▶ [Problem requirements]
Please give the lines between the one holding "wanted | a marker on every instance of the small" and the one holding "<point>239,288</point>", inclusive, as a JSON list of strings with one string per line, leaving out any blank lines.

(Stored entries)
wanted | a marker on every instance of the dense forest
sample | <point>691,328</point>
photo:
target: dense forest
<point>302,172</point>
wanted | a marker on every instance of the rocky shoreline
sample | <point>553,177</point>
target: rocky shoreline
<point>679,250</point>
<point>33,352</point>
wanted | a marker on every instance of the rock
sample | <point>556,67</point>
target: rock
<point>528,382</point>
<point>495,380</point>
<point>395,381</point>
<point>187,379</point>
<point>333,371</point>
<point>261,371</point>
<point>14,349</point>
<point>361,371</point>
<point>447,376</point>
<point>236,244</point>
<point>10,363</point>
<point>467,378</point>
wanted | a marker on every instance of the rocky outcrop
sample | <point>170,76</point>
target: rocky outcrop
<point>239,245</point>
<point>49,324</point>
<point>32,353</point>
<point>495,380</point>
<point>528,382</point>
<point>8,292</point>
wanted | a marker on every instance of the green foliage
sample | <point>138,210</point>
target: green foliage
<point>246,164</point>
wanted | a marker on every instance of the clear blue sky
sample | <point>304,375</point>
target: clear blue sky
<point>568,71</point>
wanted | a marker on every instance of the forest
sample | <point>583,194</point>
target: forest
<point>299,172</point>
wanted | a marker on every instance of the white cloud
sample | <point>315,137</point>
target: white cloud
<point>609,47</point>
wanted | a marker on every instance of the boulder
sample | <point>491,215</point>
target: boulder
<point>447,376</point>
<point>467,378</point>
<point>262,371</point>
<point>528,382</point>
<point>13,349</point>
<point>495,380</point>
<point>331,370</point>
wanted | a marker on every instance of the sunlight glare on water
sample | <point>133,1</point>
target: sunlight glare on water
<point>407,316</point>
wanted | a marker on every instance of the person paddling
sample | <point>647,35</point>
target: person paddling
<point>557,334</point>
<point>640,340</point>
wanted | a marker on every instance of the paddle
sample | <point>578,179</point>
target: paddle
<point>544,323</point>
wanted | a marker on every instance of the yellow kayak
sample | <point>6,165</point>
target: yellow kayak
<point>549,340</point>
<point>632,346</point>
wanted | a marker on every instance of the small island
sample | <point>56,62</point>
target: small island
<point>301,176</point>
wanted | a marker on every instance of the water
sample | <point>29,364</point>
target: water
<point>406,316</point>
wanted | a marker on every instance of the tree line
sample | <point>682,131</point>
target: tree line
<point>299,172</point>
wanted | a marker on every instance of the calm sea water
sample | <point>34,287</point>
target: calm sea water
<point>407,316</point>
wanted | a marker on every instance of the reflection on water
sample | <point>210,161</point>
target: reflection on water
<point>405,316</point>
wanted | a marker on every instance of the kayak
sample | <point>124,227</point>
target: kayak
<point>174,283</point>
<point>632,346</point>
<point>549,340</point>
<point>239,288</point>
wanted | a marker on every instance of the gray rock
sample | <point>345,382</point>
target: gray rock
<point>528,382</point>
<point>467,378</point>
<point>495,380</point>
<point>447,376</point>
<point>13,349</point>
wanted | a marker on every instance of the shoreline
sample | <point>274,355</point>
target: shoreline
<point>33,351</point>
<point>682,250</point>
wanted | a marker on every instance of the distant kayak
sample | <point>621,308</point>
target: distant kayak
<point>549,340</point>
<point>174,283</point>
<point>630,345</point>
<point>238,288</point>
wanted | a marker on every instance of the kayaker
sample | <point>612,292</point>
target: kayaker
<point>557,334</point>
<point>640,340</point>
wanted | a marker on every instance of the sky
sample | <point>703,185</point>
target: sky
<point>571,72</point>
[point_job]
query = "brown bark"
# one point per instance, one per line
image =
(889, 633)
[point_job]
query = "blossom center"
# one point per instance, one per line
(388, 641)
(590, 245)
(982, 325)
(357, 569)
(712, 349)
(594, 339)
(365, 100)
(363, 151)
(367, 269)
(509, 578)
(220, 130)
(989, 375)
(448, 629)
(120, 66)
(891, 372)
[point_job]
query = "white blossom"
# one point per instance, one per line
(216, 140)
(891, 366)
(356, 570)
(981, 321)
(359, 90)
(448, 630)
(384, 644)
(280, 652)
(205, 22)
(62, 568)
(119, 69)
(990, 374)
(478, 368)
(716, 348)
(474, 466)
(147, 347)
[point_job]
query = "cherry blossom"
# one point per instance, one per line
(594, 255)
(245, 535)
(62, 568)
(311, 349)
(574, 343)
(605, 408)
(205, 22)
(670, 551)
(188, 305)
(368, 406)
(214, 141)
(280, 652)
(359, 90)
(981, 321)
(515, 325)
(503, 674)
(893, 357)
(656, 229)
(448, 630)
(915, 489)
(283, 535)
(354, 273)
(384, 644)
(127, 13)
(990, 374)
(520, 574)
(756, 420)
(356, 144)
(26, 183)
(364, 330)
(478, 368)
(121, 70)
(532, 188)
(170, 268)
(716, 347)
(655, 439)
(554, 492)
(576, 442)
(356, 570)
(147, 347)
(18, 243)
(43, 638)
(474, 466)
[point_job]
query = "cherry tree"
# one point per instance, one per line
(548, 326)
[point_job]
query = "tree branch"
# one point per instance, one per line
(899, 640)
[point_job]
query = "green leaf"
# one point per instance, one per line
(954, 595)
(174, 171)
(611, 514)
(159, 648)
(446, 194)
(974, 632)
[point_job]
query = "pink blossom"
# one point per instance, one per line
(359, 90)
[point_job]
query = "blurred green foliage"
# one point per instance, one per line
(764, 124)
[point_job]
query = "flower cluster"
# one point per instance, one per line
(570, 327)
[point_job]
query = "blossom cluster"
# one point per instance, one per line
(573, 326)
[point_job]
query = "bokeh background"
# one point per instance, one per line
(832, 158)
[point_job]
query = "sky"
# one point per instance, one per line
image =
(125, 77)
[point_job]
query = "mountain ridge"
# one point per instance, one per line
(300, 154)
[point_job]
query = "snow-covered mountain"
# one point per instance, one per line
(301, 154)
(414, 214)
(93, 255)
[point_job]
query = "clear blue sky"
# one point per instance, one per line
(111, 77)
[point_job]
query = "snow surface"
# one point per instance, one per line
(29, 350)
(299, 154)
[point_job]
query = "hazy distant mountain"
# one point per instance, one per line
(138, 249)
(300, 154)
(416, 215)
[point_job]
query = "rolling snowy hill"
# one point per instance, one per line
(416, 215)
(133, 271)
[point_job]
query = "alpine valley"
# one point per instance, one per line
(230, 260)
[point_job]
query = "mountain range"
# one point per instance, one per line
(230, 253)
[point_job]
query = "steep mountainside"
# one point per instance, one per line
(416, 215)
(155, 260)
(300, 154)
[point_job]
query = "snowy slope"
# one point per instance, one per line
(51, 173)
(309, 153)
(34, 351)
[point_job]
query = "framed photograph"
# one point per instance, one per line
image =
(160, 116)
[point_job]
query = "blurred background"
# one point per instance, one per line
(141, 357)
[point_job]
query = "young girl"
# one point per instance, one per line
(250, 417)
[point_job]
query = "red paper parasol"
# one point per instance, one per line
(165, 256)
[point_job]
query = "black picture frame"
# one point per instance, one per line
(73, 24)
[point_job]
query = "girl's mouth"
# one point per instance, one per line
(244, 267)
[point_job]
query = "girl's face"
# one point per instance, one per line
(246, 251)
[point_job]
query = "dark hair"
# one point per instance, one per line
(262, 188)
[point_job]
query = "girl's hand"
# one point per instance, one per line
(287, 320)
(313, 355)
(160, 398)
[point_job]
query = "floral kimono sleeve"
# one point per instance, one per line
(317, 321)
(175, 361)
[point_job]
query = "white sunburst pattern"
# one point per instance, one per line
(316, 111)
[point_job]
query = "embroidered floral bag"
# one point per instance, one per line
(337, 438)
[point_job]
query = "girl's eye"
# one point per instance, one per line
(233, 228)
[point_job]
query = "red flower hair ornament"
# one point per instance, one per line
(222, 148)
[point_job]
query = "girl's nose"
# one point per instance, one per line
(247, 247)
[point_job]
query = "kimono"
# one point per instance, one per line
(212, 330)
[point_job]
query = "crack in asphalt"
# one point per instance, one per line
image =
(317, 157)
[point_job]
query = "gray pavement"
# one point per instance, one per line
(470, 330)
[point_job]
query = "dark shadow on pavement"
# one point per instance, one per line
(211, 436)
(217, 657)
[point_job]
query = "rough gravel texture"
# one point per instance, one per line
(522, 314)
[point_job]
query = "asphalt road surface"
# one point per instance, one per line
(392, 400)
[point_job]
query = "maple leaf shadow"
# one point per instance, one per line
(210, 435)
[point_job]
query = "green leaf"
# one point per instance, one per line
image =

▶ [Worked answer]
[
  "wanted | a marker on every instance of the small island",
  "sample | <point>56,62</point>",
  "target: small island",
  "<point>301,176</point>",
  "wanted | a marker on every instance of the water",
  "sample | <point>29,364</point>",
  "target: water",
  "<point>406,316</point>",
  "wanted | a marker on every instance of the tree line",
  "sample | <point>682,131</point>",
  "target: tree line",
  "<point>299,172</point>",
  "wanted | a marker on every instance of the calm sea water",
  "sample | <point>34,287</point>",
  "target: calm sea water",
  "<point>407,316</point>",
  "wanted | a marker on every instance of the reflection on water",
  "sample | <point>210,161</point>",
  "target: reflection on water",
  "<point>405,316</point>",
  "wanted | a marker on every instance of the kayak",
  "sample | <point>124,227</point>",
  "target: kayak",
  "<point>174,283</point>",
  "<point>632,346</point>",
  "<point>549,340</point>",
  "<point>239,288</point>"
]